| INSTRUCTION |
Write every line below as a JSON list of strings, one string per line, skipping blank lines and leaving out the pictures.

━━━

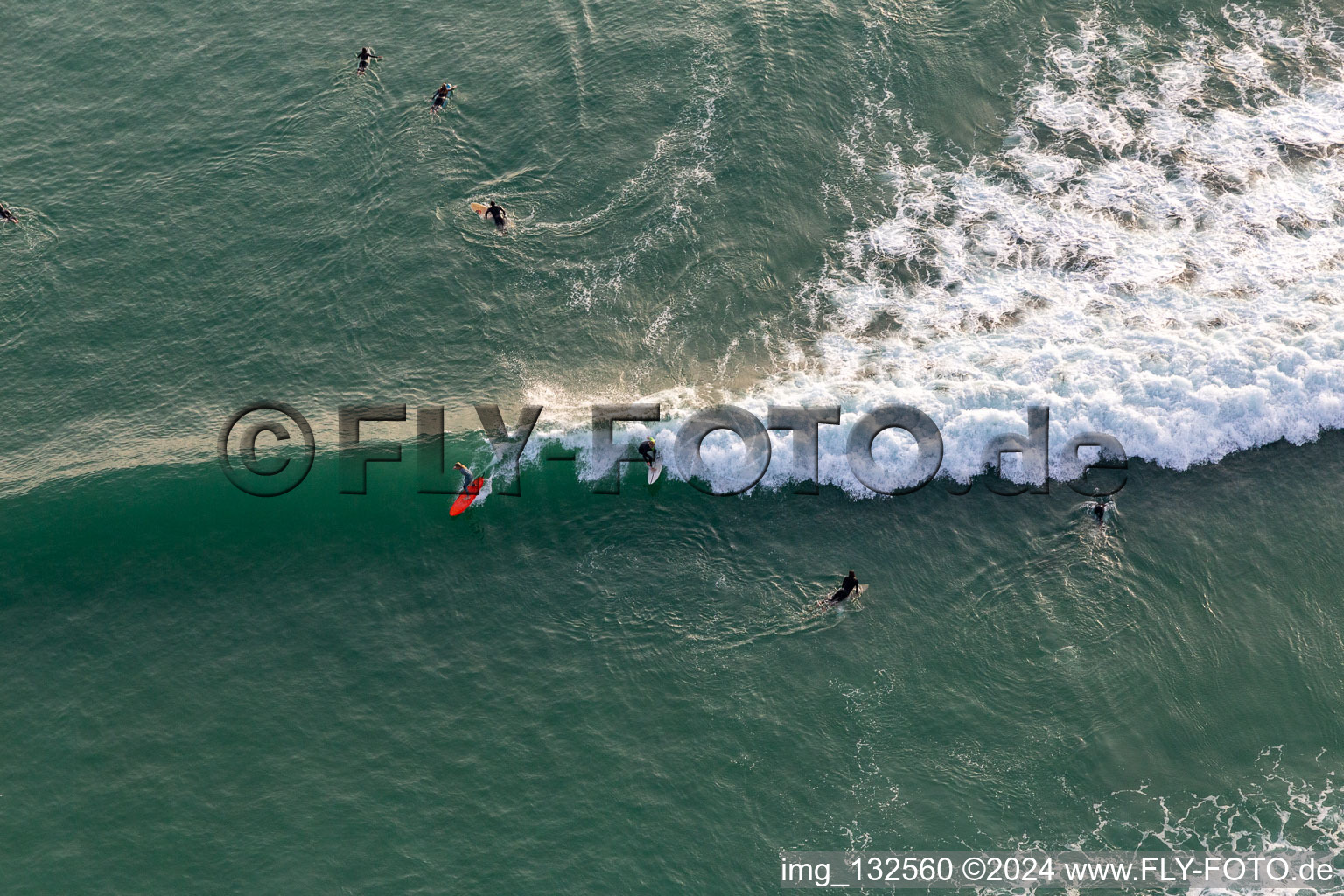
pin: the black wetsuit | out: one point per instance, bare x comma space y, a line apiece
845, 589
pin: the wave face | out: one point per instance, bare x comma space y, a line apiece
1155, 253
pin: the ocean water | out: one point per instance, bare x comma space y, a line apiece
1132, 214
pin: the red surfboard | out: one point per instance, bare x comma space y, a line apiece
466, 500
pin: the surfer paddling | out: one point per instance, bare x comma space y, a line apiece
443, 94
365, 57
847, 587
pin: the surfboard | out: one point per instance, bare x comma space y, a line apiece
466, 500
857, 592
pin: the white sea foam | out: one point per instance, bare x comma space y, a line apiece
1155, 254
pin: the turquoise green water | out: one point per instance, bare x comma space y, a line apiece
1132, 214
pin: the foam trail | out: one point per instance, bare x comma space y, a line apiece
1153, 254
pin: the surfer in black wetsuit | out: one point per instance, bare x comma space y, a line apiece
845, 589
468, 477
648, 451
365, 55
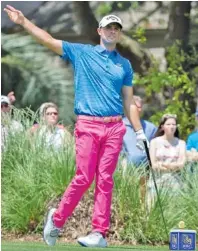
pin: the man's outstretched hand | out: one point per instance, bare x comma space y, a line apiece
15, 16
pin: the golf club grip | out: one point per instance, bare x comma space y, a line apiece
147, 152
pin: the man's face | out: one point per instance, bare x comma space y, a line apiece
110, 34
5, 108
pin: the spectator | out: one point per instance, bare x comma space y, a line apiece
168, 157
8, 125
50, 132
133, 154
192, 142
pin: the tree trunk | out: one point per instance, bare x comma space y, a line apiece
179, 22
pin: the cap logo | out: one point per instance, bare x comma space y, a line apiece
113, 18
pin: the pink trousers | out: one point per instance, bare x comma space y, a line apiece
98, 145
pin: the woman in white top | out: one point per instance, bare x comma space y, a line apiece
50, 133
168, 157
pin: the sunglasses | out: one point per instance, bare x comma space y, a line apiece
52, 113
4, 105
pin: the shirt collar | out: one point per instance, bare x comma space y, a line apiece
101, 49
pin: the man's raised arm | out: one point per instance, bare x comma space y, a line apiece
40, 35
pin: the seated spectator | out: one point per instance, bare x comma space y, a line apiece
132, 153
50, 132
168, 157
192, 142
8, 124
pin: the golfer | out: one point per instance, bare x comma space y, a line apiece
103, 85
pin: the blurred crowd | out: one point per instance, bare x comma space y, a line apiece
168, 153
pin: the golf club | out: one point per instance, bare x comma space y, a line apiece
155, 184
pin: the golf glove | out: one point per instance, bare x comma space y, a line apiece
140, 137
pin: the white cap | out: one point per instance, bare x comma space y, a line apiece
110, 19
5, 99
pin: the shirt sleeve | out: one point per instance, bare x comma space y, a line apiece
128, 79
71, 51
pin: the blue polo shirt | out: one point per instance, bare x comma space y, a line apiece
133, 154
192, 141
99, 76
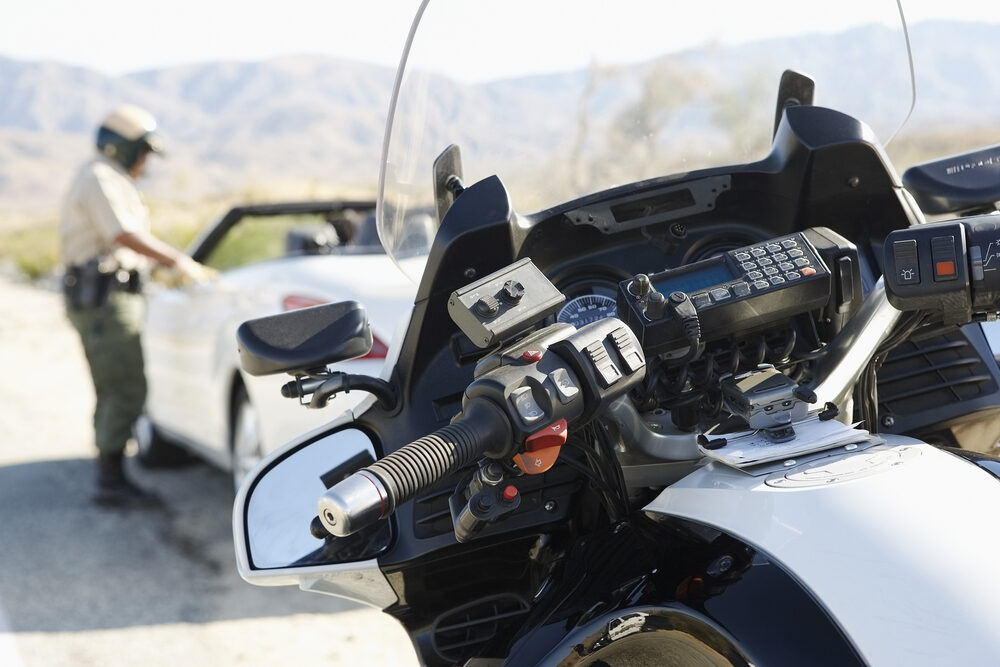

━━━

| RESULT BELOW |
[
  "pin: the black wetsuit | out: one point per instance, bare x comma space y, a line apiece",
  "845, 589",
  "pin: the wave face | out: one point per instance, bare x comma space y, a line apiece",
  "1155, 253",
  "pin: the ocean water | out: one point per instance, bare x comma space y, a line apiece",
  "1132, 214",
  "pin: the red surfboard | out: one point per instance, bare x comma space y, a line apiece",
  "466, 500",
  "pin: the surfer paddling | out: one point per instance, bare x comma space y, a line apiece",
  "443, 94",
  "365, 57",
  "847, 587",
  "pin: the surfboard | out: one point per instance, bare x comma space y, a line apiece",
  "466, 500",
  "857, 592",
  "pin: the white sea foam | out: one point per instance, bare x comma space y, a line apiece",
  "1155, 254",
  "pin: the turquoise green water | out: one point per instance, bare x comma space y, a line apiece",
  "1132, 214",
  "pin: the foam trail | out: one point per instance, bare x comma space y, a line apiece",
  "1153, 254",
  "pin: the surfer in black wetsuit | out: one point per instance, bare x comma space y, a line apiece",
  "845, 589",
  "468, 477",
  "648, 451",
  "365, 55",
  "pin: the man's outstretched hand | out: one point per instance, bare x comma space y, a line apiece",
  "15, 16",
  "pin: the golf club grip | out: one point per instance, bare x comma space y, a line apiece",
  "147, 152",
  "pin: the man's face | out: one point per instance, bare x comma space y, a line apiece",
  "110, 34",
  "5, 108",
  "pin: the spectator | out: one point per instance, bare x comma space y, a line apiece",
  "168, 157",
  "8, 125",
  "50, 132",
  "133, 154",
  "192, 142",
  "pin: the tree trunk | out: one point per instance, bare x comma space y, a line apiece",
  "179, 22",
  "pin: the cap logo | out: one point per instance, bare x comma space y, a line apiece",
  "113, 18",
  "pin: the pink trousers | out: one point per instance, bare x comma space y, a line apiece",
  "98, 145",
  "pin: the woman in white top | out: one point per instance, bare x comma space y, a line apiece",
  "50, 133",
  "168, 157",
  "pin: the sunglasses | out: one point per instance, bare x comma space y, a line apiece",
  "52, 113",
  "4, 105",
  "pin: the shirt collar | out: one point per instance, bare x comma space y, a line apiece",
  "101, 49",
  "pin: the man's raised arm | out: one point per instance, bare x comma space y, a line apiece",
  "40, 35",
  "pin: the seated spectator | out: one point per instance, bare x comma space y, a line apiece",
  "132, 153",
  "50, 132",
  "168, 157",
  "192, 142",
  "8, 124",
  "pin: the golfer | out: one point per instance, bare x comma space y, a line apiece",
  "103, 85",
  "pin: the blurred crowd | out: one point per instance, bare x comma space y, a line apiece",
  "168, 153",
  "pin: the golf club | out: one point per instance, bare x comma space y, a line apiece",
  "155, 184",
  "pin: the golf glove | out: one point per instance, bare x comma space y, a line apiece",
  "140, 137",
  "pin: the white cap | out: one point per instance, bare x comma space y, a line apiece",
  "110, 19",
  "5, 99",
  "pin: the shirt sleeve | out: one point per instance, bare x comma space y, a line apiece",
  "128, 79",
  "71, 51",
  "pin: the blue polo shirt | out: one point per instance, bare x comma space y, a line apiece",
  "133, 154",
  "192, 141",
  "99, 76"
]